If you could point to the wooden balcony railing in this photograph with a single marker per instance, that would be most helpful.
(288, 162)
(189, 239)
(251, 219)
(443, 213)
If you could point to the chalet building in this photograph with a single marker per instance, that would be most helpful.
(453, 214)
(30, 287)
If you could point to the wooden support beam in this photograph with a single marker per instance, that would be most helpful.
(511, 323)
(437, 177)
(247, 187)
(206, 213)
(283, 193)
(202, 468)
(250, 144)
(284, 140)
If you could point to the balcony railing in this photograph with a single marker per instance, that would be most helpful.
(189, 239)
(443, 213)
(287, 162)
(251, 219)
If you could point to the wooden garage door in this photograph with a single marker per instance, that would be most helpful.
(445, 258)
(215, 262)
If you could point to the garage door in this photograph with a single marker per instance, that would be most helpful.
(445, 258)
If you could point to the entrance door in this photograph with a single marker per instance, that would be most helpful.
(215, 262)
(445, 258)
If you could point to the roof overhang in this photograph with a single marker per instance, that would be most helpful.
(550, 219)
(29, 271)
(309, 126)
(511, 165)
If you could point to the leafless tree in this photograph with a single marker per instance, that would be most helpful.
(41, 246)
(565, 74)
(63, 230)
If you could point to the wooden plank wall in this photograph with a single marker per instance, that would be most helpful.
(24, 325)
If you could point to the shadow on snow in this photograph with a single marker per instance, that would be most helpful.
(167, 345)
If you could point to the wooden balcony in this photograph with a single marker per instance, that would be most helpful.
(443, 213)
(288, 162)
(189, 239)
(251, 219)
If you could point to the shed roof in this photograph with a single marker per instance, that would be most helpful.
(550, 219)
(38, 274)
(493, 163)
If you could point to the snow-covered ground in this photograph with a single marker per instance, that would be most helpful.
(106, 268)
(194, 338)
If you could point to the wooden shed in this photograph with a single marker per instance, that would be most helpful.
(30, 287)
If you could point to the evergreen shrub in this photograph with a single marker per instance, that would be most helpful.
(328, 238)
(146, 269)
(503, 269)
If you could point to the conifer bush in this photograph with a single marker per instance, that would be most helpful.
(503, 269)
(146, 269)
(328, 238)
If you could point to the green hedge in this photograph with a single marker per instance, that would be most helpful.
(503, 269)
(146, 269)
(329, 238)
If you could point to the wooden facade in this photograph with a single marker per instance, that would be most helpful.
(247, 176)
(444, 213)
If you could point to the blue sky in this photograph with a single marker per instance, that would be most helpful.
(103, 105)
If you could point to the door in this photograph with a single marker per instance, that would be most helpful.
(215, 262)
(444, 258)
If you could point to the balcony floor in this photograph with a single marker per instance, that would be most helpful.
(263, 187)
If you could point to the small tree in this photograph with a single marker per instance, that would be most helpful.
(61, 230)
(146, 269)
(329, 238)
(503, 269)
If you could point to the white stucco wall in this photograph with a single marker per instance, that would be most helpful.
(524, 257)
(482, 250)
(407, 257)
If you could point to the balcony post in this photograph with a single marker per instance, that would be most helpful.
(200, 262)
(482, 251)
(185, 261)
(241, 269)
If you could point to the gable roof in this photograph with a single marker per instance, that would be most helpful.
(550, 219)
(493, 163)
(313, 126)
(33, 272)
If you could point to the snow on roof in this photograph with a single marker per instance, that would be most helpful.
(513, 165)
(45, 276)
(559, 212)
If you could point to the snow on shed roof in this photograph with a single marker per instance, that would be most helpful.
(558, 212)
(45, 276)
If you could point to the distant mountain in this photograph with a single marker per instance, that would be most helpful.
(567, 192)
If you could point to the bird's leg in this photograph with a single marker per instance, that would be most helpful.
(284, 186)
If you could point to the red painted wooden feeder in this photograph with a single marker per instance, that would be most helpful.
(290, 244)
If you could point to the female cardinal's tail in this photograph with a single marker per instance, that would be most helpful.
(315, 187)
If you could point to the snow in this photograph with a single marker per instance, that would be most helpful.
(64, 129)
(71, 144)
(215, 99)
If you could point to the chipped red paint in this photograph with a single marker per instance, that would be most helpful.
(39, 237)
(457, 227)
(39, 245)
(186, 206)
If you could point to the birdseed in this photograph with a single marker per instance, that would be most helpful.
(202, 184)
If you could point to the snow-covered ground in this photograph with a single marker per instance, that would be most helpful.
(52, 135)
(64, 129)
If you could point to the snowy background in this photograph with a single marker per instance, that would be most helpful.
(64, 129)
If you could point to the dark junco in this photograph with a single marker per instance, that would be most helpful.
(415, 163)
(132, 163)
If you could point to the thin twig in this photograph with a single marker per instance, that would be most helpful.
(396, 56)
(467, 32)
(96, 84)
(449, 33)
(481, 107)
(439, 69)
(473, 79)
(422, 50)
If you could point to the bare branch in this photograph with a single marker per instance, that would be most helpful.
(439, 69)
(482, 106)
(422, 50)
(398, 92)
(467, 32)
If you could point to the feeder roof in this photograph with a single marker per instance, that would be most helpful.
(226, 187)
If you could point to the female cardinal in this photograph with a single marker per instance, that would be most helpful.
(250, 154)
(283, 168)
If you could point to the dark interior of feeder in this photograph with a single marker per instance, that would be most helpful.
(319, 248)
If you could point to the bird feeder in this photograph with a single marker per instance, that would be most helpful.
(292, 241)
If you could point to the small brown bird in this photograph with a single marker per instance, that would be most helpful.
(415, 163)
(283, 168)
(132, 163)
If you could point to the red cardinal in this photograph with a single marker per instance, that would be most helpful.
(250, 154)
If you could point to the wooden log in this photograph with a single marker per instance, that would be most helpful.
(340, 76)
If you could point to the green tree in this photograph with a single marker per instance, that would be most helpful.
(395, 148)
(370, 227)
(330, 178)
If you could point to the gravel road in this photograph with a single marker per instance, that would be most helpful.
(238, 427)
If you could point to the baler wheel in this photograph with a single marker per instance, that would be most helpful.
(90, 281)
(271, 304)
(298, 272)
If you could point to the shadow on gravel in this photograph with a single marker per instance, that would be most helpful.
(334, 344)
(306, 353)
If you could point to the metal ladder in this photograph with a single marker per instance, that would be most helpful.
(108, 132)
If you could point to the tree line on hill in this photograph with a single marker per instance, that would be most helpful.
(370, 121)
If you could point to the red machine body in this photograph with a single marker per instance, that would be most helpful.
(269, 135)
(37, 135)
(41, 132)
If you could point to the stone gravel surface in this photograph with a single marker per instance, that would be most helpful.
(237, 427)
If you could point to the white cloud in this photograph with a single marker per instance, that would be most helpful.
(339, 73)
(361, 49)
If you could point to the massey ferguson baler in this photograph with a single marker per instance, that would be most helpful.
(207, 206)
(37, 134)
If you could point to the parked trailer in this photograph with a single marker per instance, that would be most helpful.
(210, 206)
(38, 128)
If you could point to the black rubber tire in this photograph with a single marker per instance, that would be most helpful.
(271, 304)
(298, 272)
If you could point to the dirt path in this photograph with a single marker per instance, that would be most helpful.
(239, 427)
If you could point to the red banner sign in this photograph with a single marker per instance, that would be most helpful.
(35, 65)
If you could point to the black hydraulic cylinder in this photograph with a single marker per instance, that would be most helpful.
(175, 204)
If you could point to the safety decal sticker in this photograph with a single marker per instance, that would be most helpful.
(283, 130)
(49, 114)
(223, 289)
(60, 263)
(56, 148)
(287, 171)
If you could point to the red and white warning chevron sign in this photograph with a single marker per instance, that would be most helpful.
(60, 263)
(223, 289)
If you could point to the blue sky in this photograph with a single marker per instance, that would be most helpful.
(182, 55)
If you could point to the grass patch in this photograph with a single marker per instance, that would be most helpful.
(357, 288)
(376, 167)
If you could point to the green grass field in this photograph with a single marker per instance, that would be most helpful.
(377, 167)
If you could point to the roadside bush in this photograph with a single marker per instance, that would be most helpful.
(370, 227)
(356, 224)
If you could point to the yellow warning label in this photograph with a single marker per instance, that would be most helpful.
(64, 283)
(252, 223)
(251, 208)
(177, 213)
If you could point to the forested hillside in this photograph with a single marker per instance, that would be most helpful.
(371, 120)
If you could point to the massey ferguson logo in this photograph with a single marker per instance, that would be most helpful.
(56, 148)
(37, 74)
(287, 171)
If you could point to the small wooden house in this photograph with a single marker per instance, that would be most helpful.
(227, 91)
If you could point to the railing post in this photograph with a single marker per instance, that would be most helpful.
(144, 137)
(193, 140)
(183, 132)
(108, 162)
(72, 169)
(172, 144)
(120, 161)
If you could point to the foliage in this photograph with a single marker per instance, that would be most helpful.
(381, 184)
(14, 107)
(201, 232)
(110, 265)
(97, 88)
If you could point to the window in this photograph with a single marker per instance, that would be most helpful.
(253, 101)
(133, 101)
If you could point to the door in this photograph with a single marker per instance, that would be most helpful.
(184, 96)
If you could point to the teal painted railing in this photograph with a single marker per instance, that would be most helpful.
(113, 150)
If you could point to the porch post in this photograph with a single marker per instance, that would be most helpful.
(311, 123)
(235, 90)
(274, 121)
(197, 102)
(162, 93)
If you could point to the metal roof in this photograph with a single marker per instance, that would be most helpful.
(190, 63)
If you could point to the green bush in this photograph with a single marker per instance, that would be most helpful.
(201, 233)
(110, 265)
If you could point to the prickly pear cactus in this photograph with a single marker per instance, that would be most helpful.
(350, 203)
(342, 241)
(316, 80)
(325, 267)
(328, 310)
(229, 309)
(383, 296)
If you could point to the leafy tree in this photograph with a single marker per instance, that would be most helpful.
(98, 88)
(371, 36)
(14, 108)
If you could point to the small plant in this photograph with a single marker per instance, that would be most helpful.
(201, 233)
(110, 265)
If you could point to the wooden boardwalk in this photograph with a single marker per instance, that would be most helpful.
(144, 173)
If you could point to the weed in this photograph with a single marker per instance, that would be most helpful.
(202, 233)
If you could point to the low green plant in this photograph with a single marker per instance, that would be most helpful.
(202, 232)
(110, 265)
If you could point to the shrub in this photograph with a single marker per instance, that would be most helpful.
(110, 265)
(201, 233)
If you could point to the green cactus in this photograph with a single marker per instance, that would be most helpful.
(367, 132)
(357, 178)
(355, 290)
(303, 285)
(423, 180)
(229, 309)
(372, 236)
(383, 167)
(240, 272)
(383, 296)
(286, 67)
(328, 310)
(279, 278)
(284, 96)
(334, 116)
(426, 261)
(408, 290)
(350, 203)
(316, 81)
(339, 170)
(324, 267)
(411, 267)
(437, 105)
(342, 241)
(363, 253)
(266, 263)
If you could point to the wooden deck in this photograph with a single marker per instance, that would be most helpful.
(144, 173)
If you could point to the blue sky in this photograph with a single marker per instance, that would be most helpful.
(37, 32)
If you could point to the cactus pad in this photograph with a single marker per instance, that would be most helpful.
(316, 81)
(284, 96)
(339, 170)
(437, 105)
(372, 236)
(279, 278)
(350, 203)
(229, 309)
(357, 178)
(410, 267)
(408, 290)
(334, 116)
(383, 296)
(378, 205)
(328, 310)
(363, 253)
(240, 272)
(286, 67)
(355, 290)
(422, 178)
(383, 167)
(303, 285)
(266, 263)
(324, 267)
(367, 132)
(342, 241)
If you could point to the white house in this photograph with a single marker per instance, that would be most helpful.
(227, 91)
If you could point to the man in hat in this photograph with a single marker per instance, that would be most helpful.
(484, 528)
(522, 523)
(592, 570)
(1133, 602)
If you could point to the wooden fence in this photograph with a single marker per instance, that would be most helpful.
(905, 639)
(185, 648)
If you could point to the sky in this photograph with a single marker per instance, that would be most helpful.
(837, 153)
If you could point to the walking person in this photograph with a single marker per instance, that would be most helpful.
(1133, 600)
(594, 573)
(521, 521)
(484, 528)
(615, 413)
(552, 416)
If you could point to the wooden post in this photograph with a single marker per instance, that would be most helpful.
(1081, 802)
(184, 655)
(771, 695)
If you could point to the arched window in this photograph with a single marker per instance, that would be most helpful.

□ □ □ □ □

- [Assigned task] Output only a verbatim copy of the lines spanning from the line that contains "If you could point to the wooden post" to the end of the records above.

- [Exercise output]
If you could point to the wooden post in this photograph with a single marker per instance, that would be most helpful.
(1081, 802)
(184, 655)
(771, 695)
If you could point to the arched window in this photograph with a single marker per instance, that would be most helpful.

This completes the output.